▶ [Quoted passage]
-.-.-

Over the course of the year the lined seedeater is found from the southeastern half of Colombia south through eastern Ecuador, eastern Peru, and eastern Bolivia into northern Argentina. From those countries its range extends east across most of Venezuela, the Guianas, Paraguay, and most of Brazil. It has occurred as a vagrant in Chile, on Trinidad, and in Panama and Costa Rica. Its seasonal distribution is described in the Movement section.

The lined seedeater is primarily a species of open to semi-open landscapes. These include savanna, caatinga, woodlands in the Gran Chaco, dry forest, and shrubby edges and clearings of denser forest. It is often found near water. In elevation it ranges from sea level to 1200 m in Brazil and to 500 m in Venezuela, though there are sight records as high as 1450 m in the latter. It is found below 500 m in Colombia, below 400 m in Ecuador, and below 1300 m in Peru. Remarkably, the vagrant in Chile was photographed at 4250 m.

==Behavior==
===Movement===

The lined seedeater is a complete migrant or nearly so. It breeds in two areas of Brazil, one of which also includes Paraguay and Argentina. The first is in the northeast of Brazil, east of a line approximately from the Atlantic in north-central Maranhão southwest to western Tocantins, then southeast to north-central Minas Gerais, and then northeast to the Atlantic in Alagoas. (The map erroneously shows this area as inhabited year-round.) The other breeding range is in Brazil from an approximate line from the Atlantic in Rio de Janeiro state west to western Mato Grosso and then south to central Paraná. This breeding range continues west across most of Paraguay into extreme southeastern Bolivia and from there south into northwestern Argentina roughly to a line from Tucumán Province east to Corrientes Province.

The species is present year-round in Brazil between the two breeding ranges and to a line west from the northeastern one to west-central Mato Grosso. (This is the southern part of the "non-breeding only" map.) However, it is not clear if this is a resident population or due to influxes at different times from other populations. The species is found north of that line, and including northern Bolivia, Peru, and Ecuador, only as non-breeders.

===Feeding===

The lined seedeater feeds mostly on seeds, especially those of grasses. It forages on the ground and while clinging to grass stalks. In the breeding season it usually is in pairs but forms small flocks outside that time.

-.-.-

▶ [Aim of the task] In the lined seedeater text, at what elevation was the vagrant in Chile photographed?

Saved entries:

-.-.-

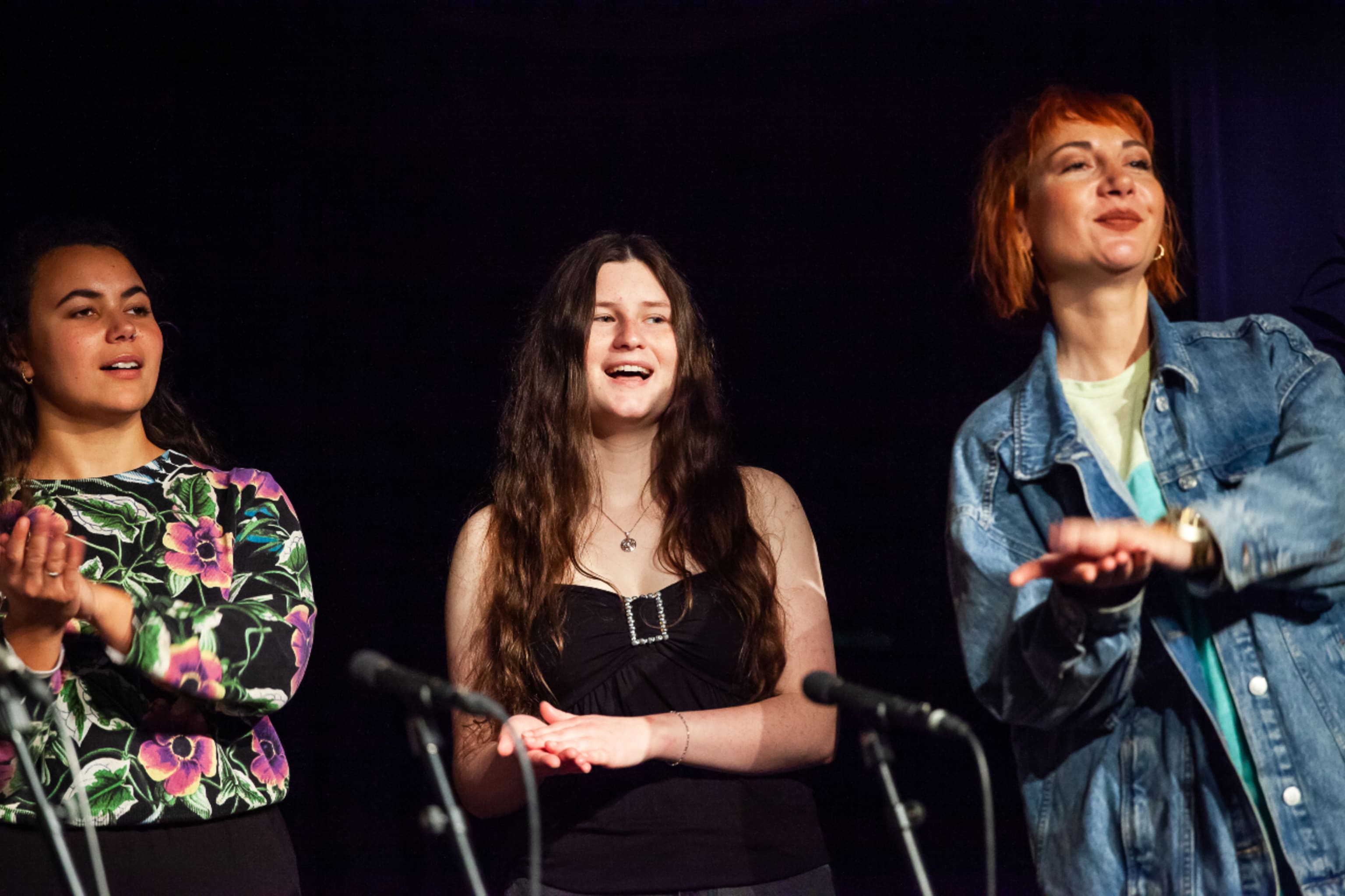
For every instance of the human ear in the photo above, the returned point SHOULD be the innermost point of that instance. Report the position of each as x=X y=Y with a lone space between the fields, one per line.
x=1020 y=218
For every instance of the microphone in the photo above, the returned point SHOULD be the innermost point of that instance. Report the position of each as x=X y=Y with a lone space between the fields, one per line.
x=881 y=710
x=427 y=692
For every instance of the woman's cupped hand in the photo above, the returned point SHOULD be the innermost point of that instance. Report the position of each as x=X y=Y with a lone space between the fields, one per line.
x=565 y=742
x=1105 y=553
x=39 y=572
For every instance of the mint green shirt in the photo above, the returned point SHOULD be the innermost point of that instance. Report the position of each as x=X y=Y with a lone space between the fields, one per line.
x=1113 y=411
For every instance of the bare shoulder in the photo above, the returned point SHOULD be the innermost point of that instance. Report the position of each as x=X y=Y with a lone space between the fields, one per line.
x=471 y=549
x=771 y=501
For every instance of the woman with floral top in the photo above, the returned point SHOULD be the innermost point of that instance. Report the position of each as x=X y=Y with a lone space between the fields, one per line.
x=167 y=602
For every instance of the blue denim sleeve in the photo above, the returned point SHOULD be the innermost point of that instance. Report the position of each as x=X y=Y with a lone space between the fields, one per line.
x=1284 y=525
x=1035 y=656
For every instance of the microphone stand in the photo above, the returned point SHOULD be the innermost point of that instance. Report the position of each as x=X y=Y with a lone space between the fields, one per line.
x=427 y=743
x=877 y=754
x=14 y=724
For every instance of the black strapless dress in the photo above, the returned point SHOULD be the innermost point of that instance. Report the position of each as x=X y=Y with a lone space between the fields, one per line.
x=661 y=828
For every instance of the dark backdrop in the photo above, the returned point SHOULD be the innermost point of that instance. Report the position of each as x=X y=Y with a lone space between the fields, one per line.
x=350 y=209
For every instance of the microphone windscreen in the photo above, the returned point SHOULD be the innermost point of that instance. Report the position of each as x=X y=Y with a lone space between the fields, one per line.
x=820 y=687
x=366 y=665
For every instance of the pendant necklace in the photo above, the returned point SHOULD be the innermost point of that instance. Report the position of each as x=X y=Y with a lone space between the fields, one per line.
x=627 y=544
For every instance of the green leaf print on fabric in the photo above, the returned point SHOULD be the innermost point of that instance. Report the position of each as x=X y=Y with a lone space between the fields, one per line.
x=294 y=556
x=218 y=575
x=109 y=789
x=198 y=802
x=120 y=516
x=116 y=700
x=76 y=710
x=193 y=497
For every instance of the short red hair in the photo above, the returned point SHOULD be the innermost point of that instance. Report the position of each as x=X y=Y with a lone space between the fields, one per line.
x=1008 y=275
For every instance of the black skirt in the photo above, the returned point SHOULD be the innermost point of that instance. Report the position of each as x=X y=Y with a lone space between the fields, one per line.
x=241 y=856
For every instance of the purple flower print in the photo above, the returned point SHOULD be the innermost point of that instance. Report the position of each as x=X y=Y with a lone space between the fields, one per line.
x=7 y=765
x=302 y=618
x=271 y=767
x=204 y=551
x=10 y=513
x=244 y=477
x=176 y=717
x=194 y=672
x=180 y=761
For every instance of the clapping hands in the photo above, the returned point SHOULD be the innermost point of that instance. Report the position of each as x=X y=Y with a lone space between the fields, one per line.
x=561 y=743
x=39 y=572
x=1107 y=553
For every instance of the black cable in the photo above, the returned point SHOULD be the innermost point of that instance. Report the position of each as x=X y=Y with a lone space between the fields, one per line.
x=988 y=809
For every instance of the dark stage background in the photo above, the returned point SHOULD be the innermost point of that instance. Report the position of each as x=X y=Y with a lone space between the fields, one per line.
x=350 y=209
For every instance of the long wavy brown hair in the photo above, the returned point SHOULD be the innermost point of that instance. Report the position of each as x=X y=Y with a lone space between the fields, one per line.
x=165 y=418
x=545 y=485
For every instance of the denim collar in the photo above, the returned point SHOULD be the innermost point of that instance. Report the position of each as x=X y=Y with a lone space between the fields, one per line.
x=1044 y=428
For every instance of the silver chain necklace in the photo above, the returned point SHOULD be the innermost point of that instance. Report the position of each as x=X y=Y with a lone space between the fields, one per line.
x=627 y=544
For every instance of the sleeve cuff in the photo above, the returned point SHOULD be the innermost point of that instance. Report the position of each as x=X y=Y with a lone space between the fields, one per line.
x=41 y=673
x=1075 y=617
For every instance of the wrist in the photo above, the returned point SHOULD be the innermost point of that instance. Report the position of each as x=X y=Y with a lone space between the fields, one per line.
x=29 y=619
x=665 y=736
x=109 y=610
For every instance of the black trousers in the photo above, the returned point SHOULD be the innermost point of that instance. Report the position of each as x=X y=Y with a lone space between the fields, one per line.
x=241 y=856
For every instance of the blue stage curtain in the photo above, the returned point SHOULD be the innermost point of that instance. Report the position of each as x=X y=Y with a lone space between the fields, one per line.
x=1259 y=116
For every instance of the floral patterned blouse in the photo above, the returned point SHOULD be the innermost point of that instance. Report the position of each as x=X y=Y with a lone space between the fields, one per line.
x=176 y=730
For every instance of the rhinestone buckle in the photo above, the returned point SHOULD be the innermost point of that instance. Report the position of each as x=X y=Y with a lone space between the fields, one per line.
x=630 y=618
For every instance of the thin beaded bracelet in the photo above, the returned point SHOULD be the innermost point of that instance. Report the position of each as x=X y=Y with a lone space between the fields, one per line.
x=688 y=745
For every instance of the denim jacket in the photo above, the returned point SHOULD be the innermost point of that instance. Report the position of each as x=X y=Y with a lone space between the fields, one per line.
x=1126 y=778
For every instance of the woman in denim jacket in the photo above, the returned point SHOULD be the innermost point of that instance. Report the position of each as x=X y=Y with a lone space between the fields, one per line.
x=1146 y=540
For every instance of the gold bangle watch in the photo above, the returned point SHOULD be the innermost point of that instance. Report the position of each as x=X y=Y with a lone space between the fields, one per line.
x=1191 y=528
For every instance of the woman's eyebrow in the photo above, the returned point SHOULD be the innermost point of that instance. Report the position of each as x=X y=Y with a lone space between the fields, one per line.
x=93 y=294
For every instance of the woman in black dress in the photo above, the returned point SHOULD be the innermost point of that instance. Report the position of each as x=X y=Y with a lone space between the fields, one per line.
x=645 y=607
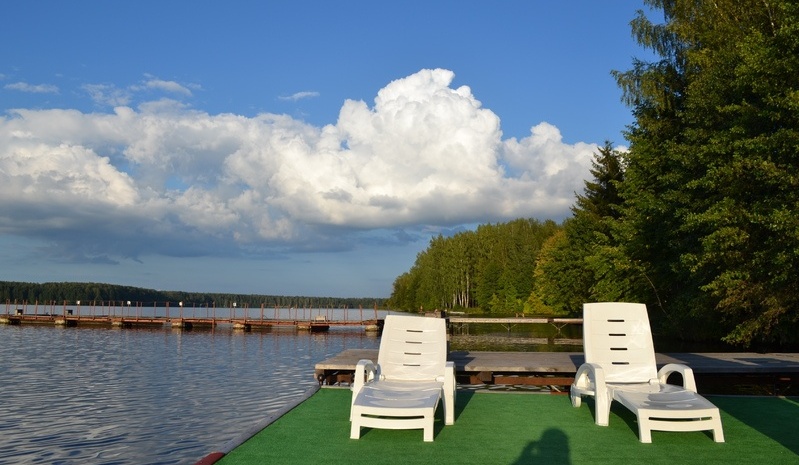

-.-.-

▶ [Solved problem] 4250 m